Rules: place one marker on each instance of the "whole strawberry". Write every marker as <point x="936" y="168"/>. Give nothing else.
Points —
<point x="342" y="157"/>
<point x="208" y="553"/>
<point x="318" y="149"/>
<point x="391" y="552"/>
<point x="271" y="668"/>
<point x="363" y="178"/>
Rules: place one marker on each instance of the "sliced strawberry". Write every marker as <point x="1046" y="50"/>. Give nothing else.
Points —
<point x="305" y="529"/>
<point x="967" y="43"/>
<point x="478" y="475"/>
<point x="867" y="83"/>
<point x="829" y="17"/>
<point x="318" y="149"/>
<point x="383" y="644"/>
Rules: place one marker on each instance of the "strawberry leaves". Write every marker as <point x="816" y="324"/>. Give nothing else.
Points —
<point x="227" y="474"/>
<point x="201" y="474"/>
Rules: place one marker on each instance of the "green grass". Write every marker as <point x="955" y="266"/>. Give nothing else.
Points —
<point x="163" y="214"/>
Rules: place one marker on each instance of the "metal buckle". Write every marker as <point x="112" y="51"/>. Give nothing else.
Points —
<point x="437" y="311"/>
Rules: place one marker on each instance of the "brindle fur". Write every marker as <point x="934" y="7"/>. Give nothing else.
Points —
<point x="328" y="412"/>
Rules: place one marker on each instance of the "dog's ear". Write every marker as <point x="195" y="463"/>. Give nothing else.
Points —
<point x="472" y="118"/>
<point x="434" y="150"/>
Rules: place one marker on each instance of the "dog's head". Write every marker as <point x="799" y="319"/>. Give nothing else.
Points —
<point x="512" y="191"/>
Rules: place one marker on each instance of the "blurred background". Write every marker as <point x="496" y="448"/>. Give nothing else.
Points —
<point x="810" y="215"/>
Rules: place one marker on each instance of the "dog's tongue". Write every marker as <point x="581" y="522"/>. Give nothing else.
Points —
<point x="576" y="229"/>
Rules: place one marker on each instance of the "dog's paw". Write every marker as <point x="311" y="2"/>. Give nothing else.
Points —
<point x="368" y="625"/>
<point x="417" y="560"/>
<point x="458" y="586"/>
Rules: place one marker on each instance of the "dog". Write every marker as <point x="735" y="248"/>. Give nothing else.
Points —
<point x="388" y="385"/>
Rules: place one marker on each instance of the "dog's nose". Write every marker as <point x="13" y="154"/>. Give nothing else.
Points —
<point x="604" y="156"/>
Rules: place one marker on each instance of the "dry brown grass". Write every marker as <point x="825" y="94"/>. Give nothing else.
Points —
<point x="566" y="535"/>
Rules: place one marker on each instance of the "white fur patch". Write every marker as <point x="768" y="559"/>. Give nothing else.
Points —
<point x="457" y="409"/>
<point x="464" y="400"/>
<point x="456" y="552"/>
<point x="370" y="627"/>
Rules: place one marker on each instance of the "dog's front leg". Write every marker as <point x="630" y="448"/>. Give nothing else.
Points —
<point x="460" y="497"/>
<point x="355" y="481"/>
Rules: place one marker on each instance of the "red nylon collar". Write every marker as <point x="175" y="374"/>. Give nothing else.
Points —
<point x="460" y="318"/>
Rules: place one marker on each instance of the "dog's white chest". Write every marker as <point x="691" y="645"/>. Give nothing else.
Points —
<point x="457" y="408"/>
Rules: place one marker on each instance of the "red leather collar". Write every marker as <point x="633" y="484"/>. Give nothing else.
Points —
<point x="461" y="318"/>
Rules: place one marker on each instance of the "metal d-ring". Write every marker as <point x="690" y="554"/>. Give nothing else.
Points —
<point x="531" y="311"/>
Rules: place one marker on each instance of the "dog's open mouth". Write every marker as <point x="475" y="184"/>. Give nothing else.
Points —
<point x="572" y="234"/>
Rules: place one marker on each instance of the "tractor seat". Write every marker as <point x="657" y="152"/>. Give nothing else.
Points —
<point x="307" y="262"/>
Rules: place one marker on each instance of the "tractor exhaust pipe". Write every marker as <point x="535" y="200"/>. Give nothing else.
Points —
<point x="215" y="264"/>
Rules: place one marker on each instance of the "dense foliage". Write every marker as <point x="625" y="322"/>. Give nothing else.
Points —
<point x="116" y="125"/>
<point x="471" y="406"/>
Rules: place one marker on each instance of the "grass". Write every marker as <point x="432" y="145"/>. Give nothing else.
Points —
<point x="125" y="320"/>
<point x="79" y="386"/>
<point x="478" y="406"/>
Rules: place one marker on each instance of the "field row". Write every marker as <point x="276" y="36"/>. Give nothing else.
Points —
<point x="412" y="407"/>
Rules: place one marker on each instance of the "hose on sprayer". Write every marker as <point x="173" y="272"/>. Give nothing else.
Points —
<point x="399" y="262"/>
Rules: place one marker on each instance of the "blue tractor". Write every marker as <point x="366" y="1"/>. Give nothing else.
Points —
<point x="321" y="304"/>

------------------------------------------------------------------------

Would you write down every record again, exactly?

ANSWER TO THE EXERCISE:
Rules: place one marker on each instance of the "whole strawberry". Write every marker as <point x="936" y="168"/>. Give nothing else.
Points —
<point x="342" y="157"/>
<point x="208" y="553"/>
<point x="318" y="149"/>
<point x="391" y="552"/>
<point x="271" y="668"/>
<point x="363" y="178"/>
Rules: place one marker on each instance of the "sliced strawberry". Write every marker as <point x="1046" y="50"/>. Give nothing else.
Points —
<point x="305" y="529"/>
<point x="967" y="43"/>
<point x="478" y="475"/>
<point x="867" y="83"/>
<point x="829" y="17"/>
<point x="318" y="149"/>
<point x="383" y="644"/>
Rules: place one marker on each instance of the "strawberry leaves". Write every marker as <point x="816" y="324"/>. Give nothing else.
Points —
<point x="227" y="474"/>
<point x="201" y="474"/>
Rules: place one marker on each instance of the "green grass". Write every marker as <point x="955" y="266"/>. Give nothing else.
Points —
<point x="163" y="214"/>
Rules: place one marker on each instance of the "metal buckle". Write every marker as <point x="112" y="51"/>. Give nothing else.
Points —
<point x="437" y="311"/>
Rules: place one marker on each instance of the "brindle fur". Write every marker as <point x="934" y="7"/>. Give nothing else.
Points —
<point x="328" y="412"/>
Rules: place one marker on each instance of the "dog's ear". Write every marker as <point x="195" y="463"/>. Give nothing else.
Points —
<point x="472" y="118"/>
<point x="434" y="150"/>
Rules: place one marker on each instance of the "dog's head". Write every marker as <point x="799" y="319"/>. Give nothing else.
Points —
<point x="512" y="191"/>
Rules: place one marker on each instance of the "blurred background". Write every marker as <point x="496" y="448"/>. Give nothing else.
Points —
<point x="810" y="215"/>
Rules: place one marker on each instance of the "dog's tongue". Write every marker as <point x="581" y="522"/>. Give nothing else.
Points —
<point x="576" y="229"/>
Rules: place one marker on each instance of the "dog's paw". Write every marker as <point x="311" y="2"/>. Give nothing else.
Points —
<point x="368" y="625"/>
<point x="417" y="560"/>
<point x="458" y="586"/>
Rules: place one marker on each instance of the "dog". Write every marker as <point x="735" y="248"/>. Give nothing else.
Points —
<point x="388" y="385"/>
Rules: place one marker on each instance of the "dog's nose". Write every marker as <point x="13" y="154"/>. Give nothing else.
Points —
<point x="604" y="156"/>
Rules: place one marker on each instance of the "dry brown grass". Write every marker as <point x="825" y="94"/>. Give nothing else.
Points —
<point x="566" y="535"/>
Rules: place one marker on each instance of the "white fur patch". Write every marker as <point x="768" y="559"/>. Give nothing else.
Points —
<point x="457" y="409"/>
<point x="464" y="400"/>
<point x="456" y="552"/>
<point x="370" y="627"/>
Rules: place one marker on each instance of the "dog's front leg". Write every marker as <point x="630" y="448"/>. Give nothing else.
Points —
<point x="460" y="497"/>
<point x="355" y="481"/>
Rules: place one marker on each instance of the "red nylon collar". Write every marker as <point x="175" y="374"/>. Give nothing else.
Points —
<point x="460" y="318"/>
Rules: place one marker on each instance of the "dog's white chest". Write every marker as <point x="691" y="645"/>. Give nothing else.
Points —
<point x="457" y="408"/>
Rules: place one marker on each instance of the "red leather collar". Write every marker as <point x="633" y="484"/>. Give nothing else.
Points —
<point x="461" y="318"/>
Rules: place one marker on each instance of the "metal d-ring". Write every marker as <point x="690" y="554"/>. Give nothing else.
Points —
<point x="531" y="311"/>
Rules: place one marker on each instance of the "dog's open mouth". Write every marker as <point x="475" y="184"/>. Give nothing else.
Points —
<point x="572" y="234"/>
Rules: place one marker on each instance of the "tractor seat". Write every marker as <point x="657" y="152"/>. Give nothing else.
Points —
<point x="307" y="262"/>
Rules: place one marker on each instance of the "tractor exhaust pipe". Write every marker as <point x="535" y="200"/>. Give nothing else.
Points —
<point x="215" y="264"/>
Rules: place one marker on each instance of the "dense foliage". Write every marker as <point x="625" y="322"/>. Give nothing else.
Points —
<point x="116" y="125"/>
<point x="471" y="406"/>
Rules: place one marker on each instance of the "grass". Write every marker as <point x="432" y="145"/>. Give nothing else.
Points —
<point x="125" y="320"/>
<point x="79" y="386"/>
<point x="478" y="406"/>
Rules: place one marker on each instance of the "field row". Write every marker as <point x="276" y="36"/>. Give nothing else.
Points —
<point x="412" y="407"/>
Rules: place one marker on each instance of the "hose on sprayer". Write every marker as <point x="173" y="272"/>. Give nothing else.
Points —
<point x="399" y="262"/>
Rules: place one marker on each instance of the "blue tractor". Write every marker as <point x="366" y="1"/>. Give nothing else.
Points —
<point x="321" y="304"/>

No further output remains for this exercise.